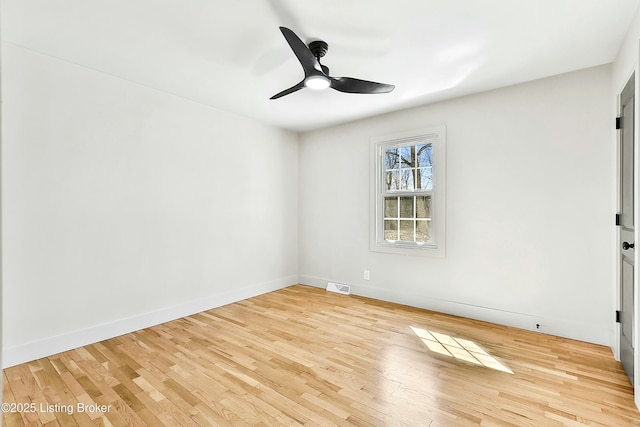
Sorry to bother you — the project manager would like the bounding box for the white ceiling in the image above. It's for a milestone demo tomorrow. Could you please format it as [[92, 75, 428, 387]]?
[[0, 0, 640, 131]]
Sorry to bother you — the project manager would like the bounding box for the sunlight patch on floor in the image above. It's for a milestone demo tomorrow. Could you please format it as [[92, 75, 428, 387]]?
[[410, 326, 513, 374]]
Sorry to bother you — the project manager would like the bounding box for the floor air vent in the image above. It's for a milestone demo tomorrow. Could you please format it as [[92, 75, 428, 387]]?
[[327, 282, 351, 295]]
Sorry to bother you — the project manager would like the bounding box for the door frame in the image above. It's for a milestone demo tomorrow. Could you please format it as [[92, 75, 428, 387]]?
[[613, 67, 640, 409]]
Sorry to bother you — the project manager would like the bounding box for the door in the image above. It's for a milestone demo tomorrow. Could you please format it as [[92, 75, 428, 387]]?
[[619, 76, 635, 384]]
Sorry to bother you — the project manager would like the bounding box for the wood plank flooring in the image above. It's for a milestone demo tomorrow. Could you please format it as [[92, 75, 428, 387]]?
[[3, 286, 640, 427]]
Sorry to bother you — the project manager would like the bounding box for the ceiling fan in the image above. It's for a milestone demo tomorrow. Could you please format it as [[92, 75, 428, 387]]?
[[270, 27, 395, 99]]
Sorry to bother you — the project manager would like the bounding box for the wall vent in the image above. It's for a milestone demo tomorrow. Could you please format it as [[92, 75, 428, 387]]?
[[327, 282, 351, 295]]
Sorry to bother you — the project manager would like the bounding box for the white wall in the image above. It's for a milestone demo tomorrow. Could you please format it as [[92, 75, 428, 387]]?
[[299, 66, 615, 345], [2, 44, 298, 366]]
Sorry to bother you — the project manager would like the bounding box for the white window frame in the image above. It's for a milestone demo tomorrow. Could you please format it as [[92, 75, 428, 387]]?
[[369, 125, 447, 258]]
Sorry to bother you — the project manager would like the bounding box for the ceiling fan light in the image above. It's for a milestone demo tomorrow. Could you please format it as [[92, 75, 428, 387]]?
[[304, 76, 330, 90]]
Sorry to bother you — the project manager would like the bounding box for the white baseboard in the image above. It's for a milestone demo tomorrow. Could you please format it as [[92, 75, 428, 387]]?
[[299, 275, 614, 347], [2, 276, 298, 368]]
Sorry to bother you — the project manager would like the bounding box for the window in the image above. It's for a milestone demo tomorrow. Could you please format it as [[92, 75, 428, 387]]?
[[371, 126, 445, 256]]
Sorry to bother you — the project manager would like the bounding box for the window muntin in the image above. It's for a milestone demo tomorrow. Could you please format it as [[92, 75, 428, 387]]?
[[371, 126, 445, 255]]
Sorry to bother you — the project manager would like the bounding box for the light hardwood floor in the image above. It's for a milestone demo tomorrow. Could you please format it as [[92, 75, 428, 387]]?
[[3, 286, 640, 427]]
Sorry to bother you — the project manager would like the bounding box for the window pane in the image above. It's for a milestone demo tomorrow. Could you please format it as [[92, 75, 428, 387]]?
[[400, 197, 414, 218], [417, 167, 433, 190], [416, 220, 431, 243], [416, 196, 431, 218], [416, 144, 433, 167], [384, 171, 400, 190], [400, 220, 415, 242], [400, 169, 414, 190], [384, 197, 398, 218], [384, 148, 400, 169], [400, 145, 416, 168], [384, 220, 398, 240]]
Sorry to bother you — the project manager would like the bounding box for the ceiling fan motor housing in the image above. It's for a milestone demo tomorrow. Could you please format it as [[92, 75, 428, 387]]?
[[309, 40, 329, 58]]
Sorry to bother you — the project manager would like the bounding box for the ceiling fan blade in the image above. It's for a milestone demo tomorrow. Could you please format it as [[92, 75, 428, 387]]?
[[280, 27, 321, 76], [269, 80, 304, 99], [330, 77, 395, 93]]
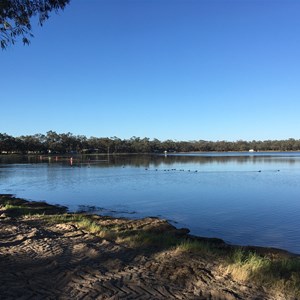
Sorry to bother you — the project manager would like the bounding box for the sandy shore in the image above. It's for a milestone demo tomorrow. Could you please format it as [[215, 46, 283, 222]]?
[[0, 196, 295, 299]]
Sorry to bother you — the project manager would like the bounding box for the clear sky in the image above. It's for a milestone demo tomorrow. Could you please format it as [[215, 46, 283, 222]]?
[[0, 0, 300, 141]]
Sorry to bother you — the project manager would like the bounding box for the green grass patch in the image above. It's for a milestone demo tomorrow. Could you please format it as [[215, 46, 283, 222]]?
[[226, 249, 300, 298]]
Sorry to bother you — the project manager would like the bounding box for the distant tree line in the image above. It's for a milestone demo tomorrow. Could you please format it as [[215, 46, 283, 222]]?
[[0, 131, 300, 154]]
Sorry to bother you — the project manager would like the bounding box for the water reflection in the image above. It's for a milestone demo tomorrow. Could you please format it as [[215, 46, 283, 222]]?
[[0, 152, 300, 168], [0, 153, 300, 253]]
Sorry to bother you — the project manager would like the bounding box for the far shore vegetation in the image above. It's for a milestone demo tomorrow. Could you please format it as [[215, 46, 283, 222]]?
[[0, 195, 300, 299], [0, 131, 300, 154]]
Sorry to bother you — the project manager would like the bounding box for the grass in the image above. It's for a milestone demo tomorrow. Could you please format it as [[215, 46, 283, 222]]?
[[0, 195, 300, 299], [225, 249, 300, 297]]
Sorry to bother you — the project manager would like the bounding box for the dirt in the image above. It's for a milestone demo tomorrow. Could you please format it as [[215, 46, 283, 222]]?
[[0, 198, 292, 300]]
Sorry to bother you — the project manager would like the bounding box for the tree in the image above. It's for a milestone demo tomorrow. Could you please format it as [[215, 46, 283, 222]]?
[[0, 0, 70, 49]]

■ ■ ■ ■ ■

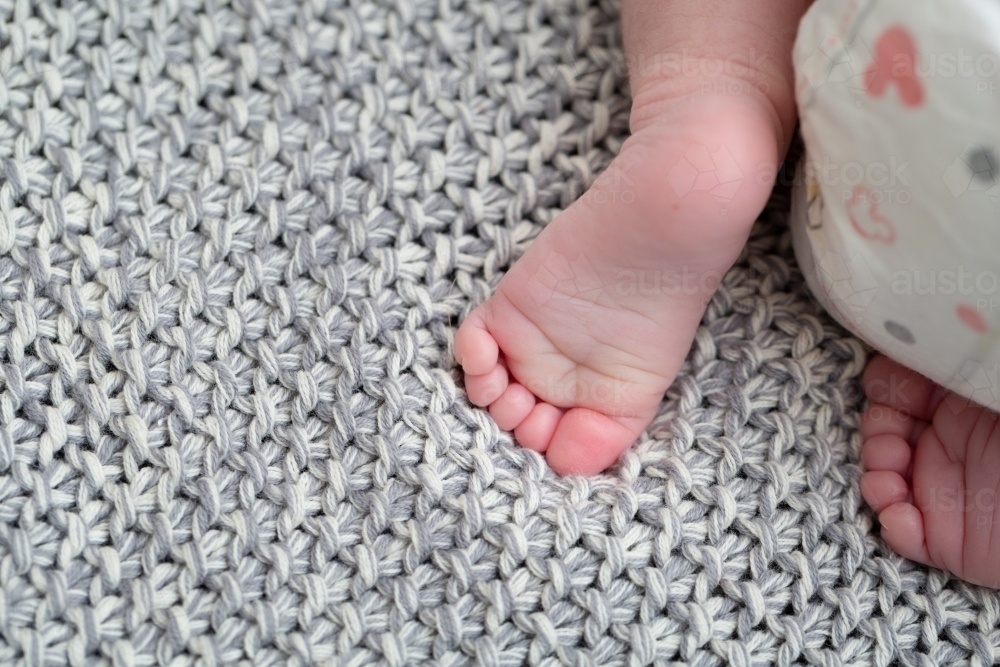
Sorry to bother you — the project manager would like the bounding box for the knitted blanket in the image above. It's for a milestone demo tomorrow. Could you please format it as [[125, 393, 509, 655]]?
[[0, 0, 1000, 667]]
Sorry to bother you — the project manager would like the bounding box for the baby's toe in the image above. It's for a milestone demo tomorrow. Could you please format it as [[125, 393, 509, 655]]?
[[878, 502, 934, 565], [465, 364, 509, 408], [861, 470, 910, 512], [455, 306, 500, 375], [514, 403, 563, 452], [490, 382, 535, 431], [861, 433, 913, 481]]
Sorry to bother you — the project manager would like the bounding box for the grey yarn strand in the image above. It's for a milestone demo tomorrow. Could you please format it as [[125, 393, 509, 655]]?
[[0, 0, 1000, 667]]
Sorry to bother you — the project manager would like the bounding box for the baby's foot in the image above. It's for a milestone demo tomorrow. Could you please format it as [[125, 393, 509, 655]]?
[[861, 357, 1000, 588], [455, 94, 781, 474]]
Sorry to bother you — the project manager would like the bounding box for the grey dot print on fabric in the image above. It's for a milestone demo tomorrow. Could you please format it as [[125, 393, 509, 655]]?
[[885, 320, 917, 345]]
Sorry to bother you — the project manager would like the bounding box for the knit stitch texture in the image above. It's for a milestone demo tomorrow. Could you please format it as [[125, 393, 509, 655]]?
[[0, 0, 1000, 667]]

■ ■ ■ ■ ■

Problem details> Reproduce the data above verbatim, starting with the line that contains "the window in" and continuing through the line that contains "[[226, 249, 300, 298]]", and omit the pictures from your reply.

Final result>
Sorry to bother you — the project manager would like the bounding box for the window in the image above. It's for a milestone demo tomorrow. Could you please format it as [[92, 75, 428, 387]]?
[[371, 126, 445, 256]]
Sorry to bother you — the project manager would like the bounding box for the window muntin in the image above. It's for a milestone demo tomorrow. Could you please format it as [[92, 75, 428, 387]]?
[[371, 126, 445, 255]]
Sorry to bother you — the project manager would like the bounding box for the light hardwood floor in the image above. It's for a milestone demo tomorrow. Could you please format it as [[92, 75, 428, 387]]?
[[3, 286, 640, 427]]
Sorry to bother you — the project manager would like the bounding box for the window pane in the image above. It's for a milestone demo tomorrow. Could you please format it as [[92, 75, 428, 387]]?
[[400, 197, 414, 218], [417, 167, 433, 190], [416, 220, 431, 243], [416, 196, 431, 218], [416, 144, 433, 167], [384, 171, 400, 190], [400, 220, 415, 242], [400, 169, 414, 190], [384, 197, 398, 218], [384, 148, 400, 169], [400, 145, 416, 168], [384, 220, 398, 240]]
Sorry to bother you — the project manager would like the bounding box for the ceiling fan motor housing in the image above. It's for a milestone demo tomorrow. Could you please format it as [[92, 75, 428, 387]]?
[[309, 40, 329, 58]]
Sorry to bother you — the project manager would like the bounding box for the ceiling fan blade in the image above. It's for a milestone demo tomorrow. Could you please format it as [[92, 75, 428, 387]]?
[[280, 27, 321, 76], [269, 80, 304, 99], [330, 77, 395, 93]]
Sorry to bother you — the project manager would like the bounding box for the sandy shore in the image above. It's for a milestone demo tomorrow. Could you please format it as [[215, 46, 283, 222]]?
[[0, 196, 295, 299]]
Sorry to bother you — the project manager would like the bounding box for the clear sky in the image above. It's for a milestone demo tomorrow. Could you please format it as [[215, 46, 283, 222]]?
[[0, 0, 300, 141]]
Sorry to bother you — the project manager would like the bounding box for the green grass patch in the image above. It's for a milestone demo tomorrow. Could you please format it as [[215, 46, 283, 222]]?
[[226, 249, 300, 298]]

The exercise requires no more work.